Source extract
------------------------

See the full reference card at the bottom of this page.

Interaction cookbook

Short recipes for common patterns. Each one assumes desktop = session.desktop_env. 1. Save a screenshot to disk.
import base64, os, tempfile

shot = await desktop.sdk.computer(ComputerRequest(action=Action.screenshot))
path = os.path.join(tempfile.gettempdir(), "vm_screenshot.png")
with open(path, "wb") as f:
    f.write(base64.b64decode(shot.base64_image))
print(f"Screenshot saved: {path}")
2. Open a terminal via the GUI and run a command.
import asyncio

# Most Linux desktops bind ctrl+alt+t to "open terminal".
await desktop.sdk.computer(ComputerRequest(action=Action.key, text="ctrl+alt+t"))
await asyncio.sleep(2)   # give the terminal app a moment to focus.
await desktop.sdk.computer(ComputerRequest(
    action=Action.type, text="echo 'hello from the SDK!'\n",
))
3. Pre-seed state with bash, then verify with bash.
await desktop.sdk.bash(BashRequest(
    command="echo 'benchmark input' > ~/Desktop/input.txt",
))

check = await desktop.sdk.bash(BashRequest(
    command="test -s ~/Desktop/input.txt && echo OK || echo MISSING",
))
assert "OK" in (check.output or "")
4. Copy a file from the VM back to your host (base64 trick). There’s no dedicated file-transfer primitive — bash + base64 is the idiom.
import base64

b64 = (await desktop.sdk.bash(
    BashRequest(command="base64 -w0 /tmp/report.pdf"),
)).output
with open("report.pdf", "wb") as f:
    f.write(base64.b64decode(b64))

------------------------

Supplied data
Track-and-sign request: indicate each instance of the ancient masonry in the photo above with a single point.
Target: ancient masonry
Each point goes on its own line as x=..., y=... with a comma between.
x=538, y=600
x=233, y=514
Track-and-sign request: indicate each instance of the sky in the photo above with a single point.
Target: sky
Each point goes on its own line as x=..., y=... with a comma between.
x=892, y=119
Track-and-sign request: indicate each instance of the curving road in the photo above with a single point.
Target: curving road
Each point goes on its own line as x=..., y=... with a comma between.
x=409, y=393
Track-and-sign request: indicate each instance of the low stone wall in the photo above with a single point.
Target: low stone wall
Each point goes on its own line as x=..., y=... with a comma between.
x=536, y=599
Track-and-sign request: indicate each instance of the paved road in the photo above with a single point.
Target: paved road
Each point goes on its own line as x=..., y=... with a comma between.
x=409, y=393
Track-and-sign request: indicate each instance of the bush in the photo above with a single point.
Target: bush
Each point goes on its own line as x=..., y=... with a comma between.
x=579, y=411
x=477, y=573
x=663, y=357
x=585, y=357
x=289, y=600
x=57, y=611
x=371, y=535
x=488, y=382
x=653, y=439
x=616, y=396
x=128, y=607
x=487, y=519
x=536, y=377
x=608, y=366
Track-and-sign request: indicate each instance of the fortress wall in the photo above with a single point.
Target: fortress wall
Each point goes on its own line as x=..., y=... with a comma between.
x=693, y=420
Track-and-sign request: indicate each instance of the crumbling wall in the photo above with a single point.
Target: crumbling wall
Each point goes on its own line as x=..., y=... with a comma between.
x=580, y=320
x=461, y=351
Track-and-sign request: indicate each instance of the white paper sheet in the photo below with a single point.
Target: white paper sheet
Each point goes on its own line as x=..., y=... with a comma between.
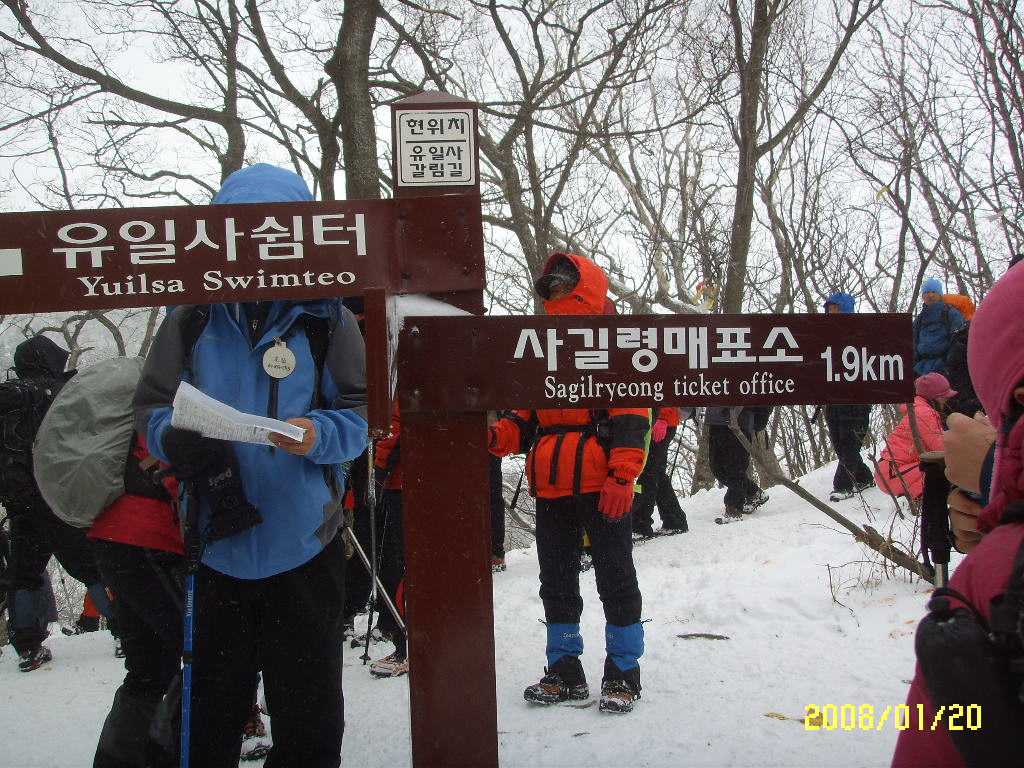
x=201, y=413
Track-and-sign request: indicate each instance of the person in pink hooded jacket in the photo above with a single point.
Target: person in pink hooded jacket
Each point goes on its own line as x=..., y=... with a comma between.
x=997, y=370
x=898, y=471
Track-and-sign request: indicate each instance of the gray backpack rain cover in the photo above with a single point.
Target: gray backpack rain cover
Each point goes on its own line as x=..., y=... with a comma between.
x=82, y=445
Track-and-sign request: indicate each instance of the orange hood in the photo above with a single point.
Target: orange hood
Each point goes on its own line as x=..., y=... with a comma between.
x=588, y=296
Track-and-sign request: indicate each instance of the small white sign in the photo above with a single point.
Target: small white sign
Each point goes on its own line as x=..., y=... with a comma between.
x=10, y=262
x=436, y=147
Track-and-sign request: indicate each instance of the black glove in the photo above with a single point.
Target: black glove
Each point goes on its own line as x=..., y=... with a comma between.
x=213, y=466
x=230, y=512
x=189, y=454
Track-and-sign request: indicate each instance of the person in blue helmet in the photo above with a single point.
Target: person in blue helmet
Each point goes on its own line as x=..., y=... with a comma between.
x=847, y=427
x=269, y=591
x=933, y=330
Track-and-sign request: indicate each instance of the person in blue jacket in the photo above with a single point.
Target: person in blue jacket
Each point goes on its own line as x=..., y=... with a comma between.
x=933, y=330
x=269, y=592
x=848, y=425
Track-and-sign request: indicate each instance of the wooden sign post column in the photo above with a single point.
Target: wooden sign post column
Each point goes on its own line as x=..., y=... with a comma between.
x=446, y=517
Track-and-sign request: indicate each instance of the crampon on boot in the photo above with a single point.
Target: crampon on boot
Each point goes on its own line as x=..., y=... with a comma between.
x=563, y=681
x=619, y=689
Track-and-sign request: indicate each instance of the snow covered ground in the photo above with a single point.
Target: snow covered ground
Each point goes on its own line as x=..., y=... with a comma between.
x=766, y=583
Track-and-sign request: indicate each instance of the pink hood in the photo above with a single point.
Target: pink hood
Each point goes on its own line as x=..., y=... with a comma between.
x=995, y=357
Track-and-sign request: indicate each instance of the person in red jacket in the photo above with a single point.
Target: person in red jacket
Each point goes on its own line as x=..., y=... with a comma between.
x=997, y=370
x=899, y=472
x=582, y=468
x=389, y=524
x=139, y=554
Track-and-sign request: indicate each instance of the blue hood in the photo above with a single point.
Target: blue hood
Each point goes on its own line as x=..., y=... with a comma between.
x=263, y=183
x=843, y=300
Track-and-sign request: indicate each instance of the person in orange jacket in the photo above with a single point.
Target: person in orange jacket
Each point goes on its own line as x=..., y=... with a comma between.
x=582, y=468
x=899, y=466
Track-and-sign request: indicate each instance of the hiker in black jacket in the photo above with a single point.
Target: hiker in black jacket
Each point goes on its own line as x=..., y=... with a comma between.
x=729, y=460
x=36, y=534
x=848, y=425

------------------------

Work instructions
- a) Which key combination do most Linux desktops bind to opening a terminal, according to the interaction cookbook?
- b) Translate this sentence from the interaction cookbook into Spanish: "There’s no dedicated file-transfer primitive — bash + base64 is the idiom."
- c) Output the part of the interaction cookbook that begins at the words "shot = await"; stop after "run a command.".
Answer using the interaction cookbook alone, not the items.

Complete answers
- a) ctrl+alt+t

- b) No existe una primitiva dedicada a la transferencia de archivos: bash + base64 es la forma idiomática de hacerlo.

- c)
shot = await desktop.sdk.computer(ComputerRequest(action=Action.screenshot))
path = os.path.join(tempfile.gettempdir(), "vm_screenshot.png")
with open(path, "wb") as f:
    f.write(base64.b64decode(shot.base64_image))
print(f"Screenshot saved: {path}")
2. Open a terminal via the GUI and run a command.